[READING TEXT]
We report an observational study which demonstrates an association between reduced BMD and ALM. Similarly, when using WHO grading, patients with osteoporosis had lower ALM, both for T scores, adjusted for gender, and also Z scores, when additionally adjusted for age [9]. However, we are unable to adjudge causality, and although there was a suggestion that the reduction in BMD was greater with longer duration of dialysis treatment, we were unable to confirm this in a cross-sectional study. We did not record dietary histories, and dietary intake in dialysis patients does vary between ethnic groups and so we are unable to comment on dietary calcium intake [29]. Although Asian patients were prescribed marginally more calcium in phosphate binders, we have no compliance data, and different foodstuffs can affect the bioavailability of both calcium and phosphate, so for example Asian patients are more likely to eat greater amounts of phytates in their diet, thereby affecting calcium bioavailability. Similarly, we did not record physical activity, which is linked to active energy expenditure and muscle mass [30, 31]. On the other hand, the strength of our study is the very large number of PD patients included, in particular the ethnic diversity. Secondly, we report on femoral neck BMD, whereas whole body and lumbar spine measurements can be confounded by differences in skull calcification between genders [19], overlying vascular calcification, implantable cardiac and other devices, vertebral crush fractures, and electron dense material in the bowel, such as lanthanum-containing medications [32].
[/READING TEXT]
[LISTED ENTRIES]
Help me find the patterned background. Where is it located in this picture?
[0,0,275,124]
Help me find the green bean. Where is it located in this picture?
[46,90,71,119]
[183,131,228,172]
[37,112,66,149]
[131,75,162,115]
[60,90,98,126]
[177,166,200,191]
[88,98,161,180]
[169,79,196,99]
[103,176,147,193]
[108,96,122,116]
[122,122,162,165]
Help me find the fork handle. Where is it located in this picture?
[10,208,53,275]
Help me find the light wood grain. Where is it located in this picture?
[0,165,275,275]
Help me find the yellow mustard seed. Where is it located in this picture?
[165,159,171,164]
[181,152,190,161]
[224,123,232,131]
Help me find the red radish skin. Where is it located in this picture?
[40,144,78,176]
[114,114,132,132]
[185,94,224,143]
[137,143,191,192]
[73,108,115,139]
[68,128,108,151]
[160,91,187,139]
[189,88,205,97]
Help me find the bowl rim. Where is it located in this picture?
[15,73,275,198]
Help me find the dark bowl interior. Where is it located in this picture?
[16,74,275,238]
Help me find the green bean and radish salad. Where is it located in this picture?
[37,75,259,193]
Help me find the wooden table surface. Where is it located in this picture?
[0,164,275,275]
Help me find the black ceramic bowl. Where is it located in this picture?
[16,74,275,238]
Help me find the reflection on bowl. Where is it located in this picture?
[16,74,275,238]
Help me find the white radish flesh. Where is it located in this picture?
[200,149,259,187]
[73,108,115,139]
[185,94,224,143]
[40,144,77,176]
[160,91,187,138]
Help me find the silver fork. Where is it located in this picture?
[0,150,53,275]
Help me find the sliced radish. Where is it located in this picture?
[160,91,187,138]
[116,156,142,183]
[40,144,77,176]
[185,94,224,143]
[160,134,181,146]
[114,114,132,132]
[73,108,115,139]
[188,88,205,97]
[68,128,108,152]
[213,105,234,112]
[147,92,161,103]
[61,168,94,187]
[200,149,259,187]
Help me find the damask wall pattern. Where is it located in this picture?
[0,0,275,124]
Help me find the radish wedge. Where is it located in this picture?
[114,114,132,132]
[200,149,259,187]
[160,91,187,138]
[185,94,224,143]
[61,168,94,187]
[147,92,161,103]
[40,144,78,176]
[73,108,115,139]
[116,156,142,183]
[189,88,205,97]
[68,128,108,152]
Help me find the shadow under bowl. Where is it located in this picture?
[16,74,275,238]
[/LISTED ENTRIES]
[LISTED ENTRIES]
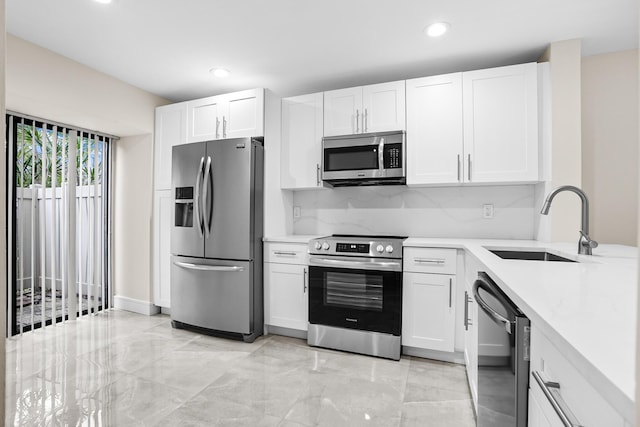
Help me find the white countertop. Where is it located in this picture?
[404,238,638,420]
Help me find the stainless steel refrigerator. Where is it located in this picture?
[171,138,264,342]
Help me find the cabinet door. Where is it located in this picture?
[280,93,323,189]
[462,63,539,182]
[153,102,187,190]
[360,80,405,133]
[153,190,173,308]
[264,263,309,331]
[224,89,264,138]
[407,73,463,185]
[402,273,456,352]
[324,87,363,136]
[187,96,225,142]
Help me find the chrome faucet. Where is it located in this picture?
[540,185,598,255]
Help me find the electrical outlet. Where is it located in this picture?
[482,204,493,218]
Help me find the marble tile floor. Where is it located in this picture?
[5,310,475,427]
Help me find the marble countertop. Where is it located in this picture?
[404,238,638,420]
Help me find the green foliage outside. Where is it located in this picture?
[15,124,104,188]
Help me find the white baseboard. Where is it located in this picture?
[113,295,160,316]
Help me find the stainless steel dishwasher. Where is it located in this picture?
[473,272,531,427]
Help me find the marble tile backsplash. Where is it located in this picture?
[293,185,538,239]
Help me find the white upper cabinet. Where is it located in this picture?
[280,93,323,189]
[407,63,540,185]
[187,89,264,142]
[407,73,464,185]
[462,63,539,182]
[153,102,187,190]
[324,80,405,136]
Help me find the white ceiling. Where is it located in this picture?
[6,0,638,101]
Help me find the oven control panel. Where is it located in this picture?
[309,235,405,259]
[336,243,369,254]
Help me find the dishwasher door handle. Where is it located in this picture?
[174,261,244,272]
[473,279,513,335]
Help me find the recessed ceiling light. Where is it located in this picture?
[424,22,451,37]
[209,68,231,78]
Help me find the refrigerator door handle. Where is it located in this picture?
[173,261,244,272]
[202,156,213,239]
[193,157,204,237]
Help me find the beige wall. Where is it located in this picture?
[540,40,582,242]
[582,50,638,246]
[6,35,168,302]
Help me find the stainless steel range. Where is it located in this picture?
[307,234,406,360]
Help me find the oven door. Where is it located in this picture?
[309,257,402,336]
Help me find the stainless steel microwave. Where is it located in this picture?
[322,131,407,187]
[/LISTED ENTRIES]
WORK INSTRUCTIONS:
a – Using the passage on bone density in dialysis patients, state whether each statement agrees with the text: (i) the study recorded the dietary histories of patients; (ii) the study reports on femoral neck BMD; (iii) Asian patients were prescribed marginally more calcium in phosphate binders. Answer yes or no to each and quote the deciding words.
b – Proceed with the passage on bone density in dialysis patients, continuing from its final sentence.

TASK-BY-TASK RESULTS:
a –
(i) No: "We did not record dietary histories"
(ii) Yes: "we report on femoral neck BMD"
(iii) Yes: "Asian patients were prescribed marginally more calcium in phosphate binders"

b –
Our study demonstrates that PD patients are at risk of osteosarcopenia. As falls are more common in patients with sarcopenia, and equally common in PD and haemodialysis patients, then osteoporotic PD patients are also at risk of increased mortality from fractures. The pattern of CKD-MBD is changing over time, with increasing prevalence of osteopenia and osteoporosis. As more and more older and frail patients are now offered treatment by PD in Europe and North America, this will require a change in clinical practice to develop treatments designed to reduce the loss of calcium from bones and improve bone structure. Patients with osteoporosis had lower ALM, and therefore, whether osteosarcopenic PD patients will benefit from non-pharmaceutical treatments such as exercise, and if nutritional programs will improve CKD-BMD and muscle mass remains to be determined.